Task statement = Copy each of the following records word for word, keeping every line unchanged.

Provided data =
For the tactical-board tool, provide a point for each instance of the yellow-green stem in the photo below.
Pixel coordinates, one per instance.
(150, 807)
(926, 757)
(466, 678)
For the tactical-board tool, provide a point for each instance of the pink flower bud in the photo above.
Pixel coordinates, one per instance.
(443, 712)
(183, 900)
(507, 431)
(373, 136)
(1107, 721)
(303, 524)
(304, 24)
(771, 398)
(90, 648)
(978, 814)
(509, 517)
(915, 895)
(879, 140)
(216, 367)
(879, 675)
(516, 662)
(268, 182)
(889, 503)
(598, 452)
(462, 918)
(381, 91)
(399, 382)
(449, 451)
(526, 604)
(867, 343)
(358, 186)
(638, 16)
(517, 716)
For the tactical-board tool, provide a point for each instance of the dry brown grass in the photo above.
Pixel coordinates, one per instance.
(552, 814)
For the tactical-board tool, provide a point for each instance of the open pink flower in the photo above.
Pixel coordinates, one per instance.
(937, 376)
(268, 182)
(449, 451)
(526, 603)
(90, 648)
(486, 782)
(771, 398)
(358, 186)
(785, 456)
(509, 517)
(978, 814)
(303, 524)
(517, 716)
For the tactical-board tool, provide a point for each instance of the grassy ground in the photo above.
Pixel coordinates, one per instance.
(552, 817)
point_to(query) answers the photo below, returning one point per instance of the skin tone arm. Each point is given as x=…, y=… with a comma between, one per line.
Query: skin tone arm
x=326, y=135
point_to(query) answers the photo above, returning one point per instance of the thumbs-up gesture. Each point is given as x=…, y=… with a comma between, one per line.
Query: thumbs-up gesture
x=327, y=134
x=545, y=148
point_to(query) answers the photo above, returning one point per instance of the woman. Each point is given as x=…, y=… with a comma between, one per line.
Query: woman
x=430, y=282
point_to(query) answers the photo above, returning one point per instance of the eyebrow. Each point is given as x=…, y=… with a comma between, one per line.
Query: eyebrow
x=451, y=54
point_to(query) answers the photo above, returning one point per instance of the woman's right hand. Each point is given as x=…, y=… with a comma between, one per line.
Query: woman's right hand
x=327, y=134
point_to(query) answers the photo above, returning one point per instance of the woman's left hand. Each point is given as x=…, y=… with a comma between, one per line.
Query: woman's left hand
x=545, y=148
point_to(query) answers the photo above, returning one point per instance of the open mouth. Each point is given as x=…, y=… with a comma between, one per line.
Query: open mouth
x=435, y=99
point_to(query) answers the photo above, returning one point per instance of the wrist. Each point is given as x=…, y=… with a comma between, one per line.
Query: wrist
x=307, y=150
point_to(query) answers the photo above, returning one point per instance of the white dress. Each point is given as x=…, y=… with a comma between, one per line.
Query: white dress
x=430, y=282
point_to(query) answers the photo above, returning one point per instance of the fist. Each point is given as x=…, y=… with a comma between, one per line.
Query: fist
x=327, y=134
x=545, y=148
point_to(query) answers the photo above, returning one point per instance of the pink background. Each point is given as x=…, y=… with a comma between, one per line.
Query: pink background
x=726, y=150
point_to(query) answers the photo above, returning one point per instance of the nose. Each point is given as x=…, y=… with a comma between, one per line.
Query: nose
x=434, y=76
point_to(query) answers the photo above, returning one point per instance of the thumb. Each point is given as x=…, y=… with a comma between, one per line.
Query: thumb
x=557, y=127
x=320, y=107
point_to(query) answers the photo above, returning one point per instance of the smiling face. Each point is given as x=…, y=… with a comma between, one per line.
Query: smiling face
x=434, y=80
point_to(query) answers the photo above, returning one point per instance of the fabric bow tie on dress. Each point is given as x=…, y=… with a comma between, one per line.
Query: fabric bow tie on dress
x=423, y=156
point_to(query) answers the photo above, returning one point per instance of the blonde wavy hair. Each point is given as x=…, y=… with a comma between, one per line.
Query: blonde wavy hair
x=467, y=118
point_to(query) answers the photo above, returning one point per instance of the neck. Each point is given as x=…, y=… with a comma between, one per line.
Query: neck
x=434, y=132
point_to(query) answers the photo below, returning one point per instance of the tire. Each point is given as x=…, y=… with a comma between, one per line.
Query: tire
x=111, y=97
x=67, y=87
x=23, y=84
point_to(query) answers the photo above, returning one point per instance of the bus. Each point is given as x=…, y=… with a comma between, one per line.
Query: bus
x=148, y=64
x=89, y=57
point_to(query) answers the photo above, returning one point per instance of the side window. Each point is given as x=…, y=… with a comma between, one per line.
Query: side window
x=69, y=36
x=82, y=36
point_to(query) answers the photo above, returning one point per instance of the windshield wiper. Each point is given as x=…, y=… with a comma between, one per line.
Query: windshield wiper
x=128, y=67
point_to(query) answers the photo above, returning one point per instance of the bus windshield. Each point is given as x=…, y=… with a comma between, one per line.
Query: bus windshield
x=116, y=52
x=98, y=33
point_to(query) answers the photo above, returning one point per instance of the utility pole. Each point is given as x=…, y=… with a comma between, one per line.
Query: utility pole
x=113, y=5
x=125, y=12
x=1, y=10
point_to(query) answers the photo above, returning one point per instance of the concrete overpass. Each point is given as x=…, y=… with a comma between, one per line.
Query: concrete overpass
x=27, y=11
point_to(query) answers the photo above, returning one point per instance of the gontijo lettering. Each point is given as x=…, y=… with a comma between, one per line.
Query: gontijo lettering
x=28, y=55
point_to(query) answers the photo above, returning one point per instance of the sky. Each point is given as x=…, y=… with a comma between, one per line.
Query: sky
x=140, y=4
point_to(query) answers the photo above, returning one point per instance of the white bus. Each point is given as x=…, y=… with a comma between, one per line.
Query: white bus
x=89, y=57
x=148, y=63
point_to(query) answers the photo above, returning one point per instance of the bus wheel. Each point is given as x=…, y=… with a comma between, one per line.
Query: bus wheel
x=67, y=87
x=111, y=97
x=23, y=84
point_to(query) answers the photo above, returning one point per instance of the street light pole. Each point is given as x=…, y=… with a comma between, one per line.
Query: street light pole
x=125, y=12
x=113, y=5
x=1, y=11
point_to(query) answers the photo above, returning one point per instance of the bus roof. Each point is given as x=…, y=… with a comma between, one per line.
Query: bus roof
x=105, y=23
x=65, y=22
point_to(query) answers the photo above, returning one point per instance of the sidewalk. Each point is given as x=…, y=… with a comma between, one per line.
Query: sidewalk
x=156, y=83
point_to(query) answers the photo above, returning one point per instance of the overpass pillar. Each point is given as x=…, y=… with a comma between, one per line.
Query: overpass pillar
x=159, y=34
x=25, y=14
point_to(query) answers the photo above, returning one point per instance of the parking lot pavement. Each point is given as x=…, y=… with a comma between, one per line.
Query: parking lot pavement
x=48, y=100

Response to the exercise =
For the tactical-board tool, provide a point for each instance of the yellow-green stem in the photo below.
Pixel coordinates, one per instance.
(150, 807)
(926, 757)
(466, 678)
For the tactical-board tool, provide a point for each instance of the pink flower bud in the photo above.
Pixel coordinates, one per instance.
(443, 712)
(183, 900)
(507, 431)
(373, 136)
(1107, 721)
(303, 524)
(304, 24)
(771, 398)
(90, 648)
(978, 814)
(509, 517)
(915, 895)
(879, 140)
(216, 367)
(879, 675)
(516, 662)
(268, 182)
(889, 503)
(598, 452)
(462, 918)
(381, 91)
(399, 382)
(449, 451)
(526, 604)
(867, 343)
(358, 186)
(638, 16)
(517, 716)
For the tactical-board tool, provide a point for each instance of the dry brown grass in the photo above.
Pixel coordinates, one per instance.
(552, 814)
For the tactical-board tool, provide a point for each instance of the open pink flower in the photo above.
Pixel coordinates, one per instance.
(937, 376)
(268, 182)
(449, 451)
(526, 603)
(90, 648)
(486, 782)
(771, 398)
(358, 186)
(785, 456)
(509, 517)
(978, 814)
(303, 524)
(517, 716)
For the tactical-board tool, provide a point for each instance of the grassy ground in the photo above.
Pixel coordinates, one per instance.
(552, 817)
point_to(query) answers the photo below, returning one point per instance of the skin tone arm. Each point is given as x=…, y=… with a comma between, one per line.
Query: skin tone arm
x=326, y=135
point_to(query) answers the photo above, returning one point per instance of the thumbs-up gesture. Each point is given as x=…, y=… with a comma between, one per line.
Query: thumbs-up gesture
x=327, y=134
x=545, y=148
point_to(query) answers the photo above, returning one point per instance of the woman. Each point is given as x=…, y=… with a comma between, one per line.
Query: woman
x=430, y=282
point_to(query) answers the photo above, returning one point per instance of the eyebrow. Each point is given as x=…, y=… with a comma between, one per line.
Query: eyebrow
x=451, y=54
point_to(query) answers the photo above, returning one point per instance of the woman's right hand. Each point is given as x=…, y=… with a comma between, one per line.
Query: woman's right hand
x=327, y=134
point_to(query) answers the photo above, returning one point per instance of the woman's left hand. Each point is given as x=…, y=… with a comma between, one per line.
Query: woman's left hand
x=545, y=148
point_to(query) answers the photo above, returning one point per instance of the open mouth. Each point is given as x=…, y=… with a comma between, one per line.
Query: open mouth
x=435, y=99
point_to(query) answers the photo above, returning one point per instance of the wrist. Each point is given as x=…, y=… with a comma between, one per line.
Query: wrist
x=307, y=150
point_to(query) answers the photo above, returning one point per instance of the white dress. Each point is given as x=…, y=… with a comma between, one per line.
Query: white dress
x=430, y=282
point_to(query) answers the photo above, returning one point per instance of the fist. Each point is given as x=…, y=… with a comma between, one per line.
Query: fist
x=327, y=134
x=545, y=148
point_to(query) answers the photo above, returning one point per instance of the pink background. Each point is given as x=…, y=… with a comma between, one per line.
Query: pink background
x=726, y=150
point_to(query) answers the photo above, returning one point per instance of the nose. Each point is given as x=…, y=… with a comma between, one per line.
Query: nose
x=434, y=76
point_to(query) answers the photo above, returning one point per instance of the thumb. Each point is given as x=…, y=… with a comma between, one per line.
Query: thumb
x=557, y=127
x=320, y=107
point_to(query) answers the photo above, returning one point per instance of the smiling face. Each point is given as x=…, y=… with a comma between, one per line.
Query: smiling face
x=434, y=80
point_to(query) answers the photo above, returning one point per instance of the fabric bow tie on dress. Each point is given as x=…, y=… with a comma between, one per line.
Query: fabric bow tie on dress
x=423, y=156
point_to(query) answers the photo above, returning one point per instance of the blonde wavy hair. Each point is given as x=…, y=… with a comma between, one per line.
Query: blonde wavy hair
x=467, y=118
point_to(query) answers the photo above, returning one point per instance of the neck. Each point is given as x=…, y=… with a comma between, one per line.
Query: neck
x=434, y=132
point_to(query) answers the photo below, returning one point per instance of the tire. Each point is given as x=…, y=… with a comma between, one per line.
Query: tire
x=111, y=97
x=67, y=87
x=23, y=84
point_to(query) answers the photo above, returning one point per instance of the bus. Each point is given as x=…, y=… with a comma between, one per line.
Query: bus
x=148, y=64
x=89, y=57
point_to(query) answers the photo above, returning one point per instance of the side window. Each point is given as x=…, y=… with a comma between, one per line.
Query: side window
x=69, y=36
x=82, y=36
point_to(query) answers the photo above, returning one point per instance of the windshield wiper. Each point is given as x=…, y=… with a comma between, one per line.
Query: windshield wiper
x=128, y=67
point_to(query) answers the photo above, returning one point per instance of the bus windshield. Each point is given as x=…, y=… with a comma between, one per line.
Query: bus windshield
x=116, y=52
x=98, y=33
point_to(query) answers the photo above, returning one point per instance of the utility pole. Each point is given as x=…, y=… with a comma between, one per line.
Query: utility pole
x=113, y=5
x=125, y=12
x=1, y=10
point_to(query) answers the photo above, returning one point per instance of the concrete overpass. Each point is given as x=…, y=… with a comma between, one per line.
Query: concrete overpass
x=27, y=11
point_to(query) answers the photo above, returning one point per instance of the gontijo lettering. Each point is given as x=…, y=… with a comma between, one per line.
Query: gontijo lettering
x=28, y=55
point_to(query) answers the photo above, returning one point per instance of the sky. Each point is given as x=…, y=… with a comma between, one per line.
Query: sky
x=140, y=4
point_to(query) answers the photo above, returning one point per instance of the white bus. Each point is given as x=…, y=… with a comma between, one per line.
Query: white bus
x=89, y=57
x=148, y=63
point_to(query) answers the photo above, returning one point per instance of the bus wheel. Each point is given as x=…, y=… with a comma between, one per line.
Query: bus wheel
x=67, y=87
x=111, y=97
x=23, y=84
point_to(query) answers the photo above, returning one point per instance of the street light pole. Each point is given as x=…, y=… with a comma between, one per line.
Query: street light pole
x=125, y=12
x=113, y=5
x=1, y=11
point_to(query) answers the photo above, returning one point per instance of the bus roof. Each point is given as x=…, y=… with a comma between, one per line.
Query: bus roof
x=105, y=23
x=65, y=22
point_to(query) answers the photo above, returning one point per instance of the sidewalk. Each point is given as x=…, y=… with a comma between, one per line.
Query: sidewalk
x=156, y=83
point_to(query) answers the photo above, returning one point per instance of the overpass pillar. Each point is given as x=…, y=… with a comma between, one per line.
Query: overpass pillar
x=159, y=34
x=25, y=14
point_to(query) answers the photo above, returning one point per instance of the parking lot pavement. Each point is given as x=…, y=… with a comma between, one per line.
Query: parking lot pavement
x=48, y=100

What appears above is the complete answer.